# Blood Angel's Company Organisation



## shakrut (Apr 30, 2007)

I have a background quandary that I would like to have your opinion on....

I have always played my Blood Angels army as a Traditional Codex Chapter, with each company consisting of 6 tactical, 2 Assault and 2 Devastator squads. I have been in the process of and am still building my army up to contain (amongst other things) an entire company.

Whilst working out some numbers a thought occurred to me.. Now that assault squads are available as troops choices, the implication is that they are just as common place as tactical marines.. Following this on a step this suggests to me that either;

1) The same 20 Assault marines in each company do most of the fighting whilst half of the tactical squads kick back...

or

2) Within each company Assault marines are more numerous than in other chapters.

As option 1 seems unlikely (ahem!) I'm finding myself wondering what the squad composition in a BA company actually is... is it the traditional 6 2 2 or is it somewhat different.. perhaps something along the lines of 4 4 2? 

In the grand scheme of things it doesn’t matter that much as all of the units will be legal to use in games, however if I'm going to the trouble to expanding my company by 40 odd men, I want to make sure that it feels right and is appropriately representative of the background. 

Thoughts? Advice? 
I would welcome your views....:grin:


----------



## ACoz (Oct 23, 2007)

Damn fine question.

Sorry, but I have no answer... but I wouldn't mind finding out, wither.


----------



## Asmodai (Dec 30, 2006)

Unfortunately, without an updated Codex we don't have the breakdown.

Blood Angels had the Assault Squads as Troops rule in the 3rd edition rulebook list and it didn't seem to effect their composition.

My personal theory is that the Blood Angels field units from their reserve assault company more frequently than other chapters.

Also, by fluff, each normal Marine is trained to function as a Tactical Marine, Devastator or Assault Marine. The Blood Angels might just give 'Tactical Squads' jump packs and chainswords while leaving them listed as a 'Tactical Squad' on the books to satisfy any prying inquisitors.


----------



## sprldancer (Jul 11, 2008)

blood angels are organized just as every other codex chapter, they detail it in the apocalypse rule book. As for the assault squad conundrum i have no idea


----------



## Red Orc (Jun 14, 2007)

□ □ □

What to do ->
Answer these questions from the Blood Angels thread:
(a) What squads does shakrut say each company contains in a traditional Codex chapter?
(b) According to Asmodai, in which rulebook list did the Blood Angels have the Assault Squads as Troops rule?
(c) Which rule book does sprldancer say details how Blood Angels are organized?
Answer only from the Blood Angels thread, without outside knowledge.

□ □ □

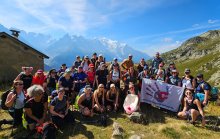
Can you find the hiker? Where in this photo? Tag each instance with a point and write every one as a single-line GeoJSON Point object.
{"type": "Point", "coordinates": [127, 63]}
{"type": "Point", "coordinates": [85, 63]}
{"type": "Point", "coordinates": [114, 62]}
{"type": "Point", "coordinates": [39, 78]}
{"type": "Point", "coordinates": [144, 74]}
{"type": "Point", "coordinates": [112, 102]}
{"type": "Point", "coordinates": [91, 75]}
{"type": "Point", "coordinates": [155, 62]}
{"type": "Point", "coordinates": [101, 75]}
{"type": "Point", "coordinates": [77, 63]}
{"type": "Point", "coordinates": [192, 108]}
{"type": "Point", "coordinates": [99, 98]}
{"type": "Point", "coordinates": [52, 80]}
{"type": "Point", "coordinates": [62, 70]}
{"type": "Point", "coordinates": [15, 103]}
{"type": "Point", "coordinates": [131, 102]}
{"type": "Point", "coordinates": [130, 76]}
{"type": "Point", "coordinates": [79, 79]}
{"type": "Point", "coordinates": [160, 73]}
{"type": "Point", "coordinates": [202, 89]}
{"type": "Point", "coordinates": [66, 82]}
{"type": "Point", "coordinates": [99, 61]}
{"type": "Point", "coordinates": [114, 76]}
{"type": "Point", "coordinates": [170, 68]}
{"type": "Point", "coordinates": [26, 77]}
{"type": "Point", "coordinates": [141, 65]}
{"type": "Point", "coordinates": [174, 79]}
{"type": "Point", "coordinates": [35, 109]}
{"type": "Point", "coordinates": [85, 102]}
{"type": "Point", "coordinates": [94, 58]}
{"type": "Point", "coordinates": [188, 80]}
{"type": "Point", "coordinates": [59, 109]}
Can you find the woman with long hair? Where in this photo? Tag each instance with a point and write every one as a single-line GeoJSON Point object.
{"type": "Point", "coordinates": [99, 99]}
{"type": "Point", "coordinates": [15, 103]}
{"type": "Point", "coordinates": [112, 98]}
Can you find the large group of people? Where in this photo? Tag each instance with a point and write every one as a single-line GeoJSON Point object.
{"type": "Point", "coordinates": [96, 87]}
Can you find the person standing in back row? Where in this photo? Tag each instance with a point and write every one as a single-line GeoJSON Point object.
{"type": "Point", "coordinates": [155, 62]}
{"type": "Point", "coordinates": [127, 63]}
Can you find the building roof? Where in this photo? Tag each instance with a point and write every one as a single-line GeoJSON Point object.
{"type": "Point", "coordinates": [26, 45]}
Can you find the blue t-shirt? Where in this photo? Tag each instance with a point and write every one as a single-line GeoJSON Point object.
{"type": "Point", "coordinates": [66, 83]}
{"type": "Point", "coordinates": [79, 77]}
{"type": "Point", "coordinates": [202, 86]}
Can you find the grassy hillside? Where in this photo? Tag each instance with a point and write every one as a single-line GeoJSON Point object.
{"type": "Point", "coordinates": [201, 54]}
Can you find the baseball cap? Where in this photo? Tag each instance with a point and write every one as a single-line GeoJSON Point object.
{"type": "Point", "coordinates": [112, 85]}
{"type": "Point", "coordinates": [91, 65]}
{"type": "Point", "coordinates": [174, 71]}
{"type": "Point", "coordinates": [200, 75]}
{"type": "Point", "coordinates": [87, 87]}
{"type": "Point", "coordinates": [145, 67]}
{"type": "Point", "coordinates": [40, 71]}
{"type": "Point", "coordinates": [187, 70]}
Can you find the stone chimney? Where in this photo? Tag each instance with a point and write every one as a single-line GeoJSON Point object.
{"type": "Point", "coordinates": [15, 33]}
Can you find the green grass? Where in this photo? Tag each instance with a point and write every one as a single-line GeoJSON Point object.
{"type": "Point", "coordinates": [162, 125]}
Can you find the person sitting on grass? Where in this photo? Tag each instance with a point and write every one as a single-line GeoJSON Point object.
{"type": "Point", "coordinates": [112, 98]}
{"type": "Point", "coordinates": [85, 102]}
{"type": "Point", "coordinates": [59, 109]}
{"type": "Point", "coordinates": [15, 103]}
{"type": "Point", "coordinates": [192, 108]}
{"type": "Point", "coordinates": [99, 99]}
{"type": "Point", "coordinates": [35, 109]}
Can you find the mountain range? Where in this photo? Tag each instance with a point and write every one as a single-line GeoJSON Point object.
{"type": "Point", "coordinates": [66, 48]}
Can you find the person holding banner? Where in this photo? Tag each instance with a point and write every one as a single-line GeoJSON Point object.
{"type": "Point", "coordinates": [192, 108]}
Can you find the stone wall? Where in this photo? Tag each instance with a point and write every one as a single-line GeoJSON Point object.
{"type": "Point", "coordinates": [14, 55]}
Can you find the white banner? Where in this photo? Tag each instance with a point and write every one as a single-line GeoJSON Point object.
{"type": "Point", "coordinates": [161, 94]}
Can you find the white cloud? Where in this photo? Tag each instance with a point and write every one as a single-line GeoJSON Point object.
{"type": "Point", "coordinates": [72, 16]}
{"type": "Point", "coordinates": [167, 40]}
{"type": "Point", "coordinates": [210, 21]}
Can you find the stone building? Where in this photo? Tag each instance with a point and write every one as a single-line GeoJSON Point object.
{"type": "Point", "coordinates": [14, 54]}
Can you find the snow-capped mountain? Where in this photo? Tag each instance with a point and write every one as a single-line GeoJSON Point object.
{"type": "Point", "coordinates": [65, 49]}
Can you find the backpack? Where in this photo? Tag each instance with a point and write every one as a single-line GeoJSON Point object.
{"type": "Point", "coordinates": [103, 120]}
{"type": "Point", "coordinates": [3, 99]}
{"type": "Point", "coordinates": [214, 94]}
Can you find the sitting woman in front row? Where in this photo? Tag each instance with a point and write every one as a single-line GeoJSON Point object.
{"type": "Point", "coordinates": [59, 109]}
{"type": "Point", "coordinates": [192, 108]}
{"type": "Point", "coordinates": [112, 98]}
{"type": "Point", "coordinates": [85, 102]}
{"type": "Point", "coordinates": [35, 108]}
{"type": "Point", "coordinates": [99, 99]}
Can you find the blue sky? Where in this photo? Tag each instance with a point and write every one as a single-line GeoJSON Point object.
{"type": "Point", "coordinates": [146, 25]}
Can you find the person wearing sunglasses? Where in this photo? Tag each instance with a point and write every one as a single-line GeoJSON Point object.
{"type": "Point", "coordinates": [192, 108]}
{"type": "Point", "coordinates": [59, 109]}
{"type": "Point", "coordinates": [35, 109]}
{"type": "Point", "coordinates": [99, 99]}
{"type": "Point", "coordinates": [85, 102]}
{"type": "Point", "coordinates": [15, 103]}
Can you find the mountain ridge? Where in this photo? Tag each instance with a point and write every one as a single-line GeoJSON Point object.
{"type": "Point", "coordinates": [201, 54]}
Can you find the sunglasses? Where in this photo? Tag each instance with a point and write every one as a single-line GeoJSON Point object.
{"type": "Point", "coordinates": [188, 92]}
{"type": "Point", "coordinates": [20, 84]}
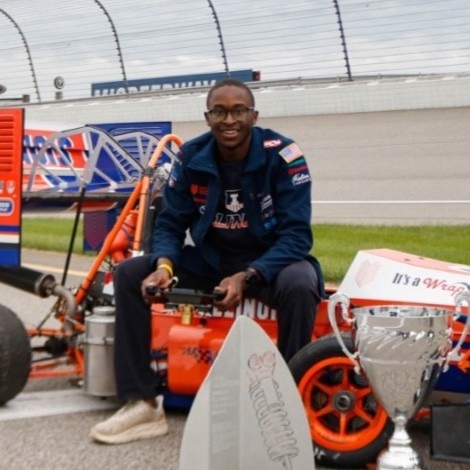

□ □ □

Full answer ->
(a) Six tactical squads, two Assault squads and two Devastator squads.
(b) The 3rd edition rulebook list.
(c) The apocalypse rule book.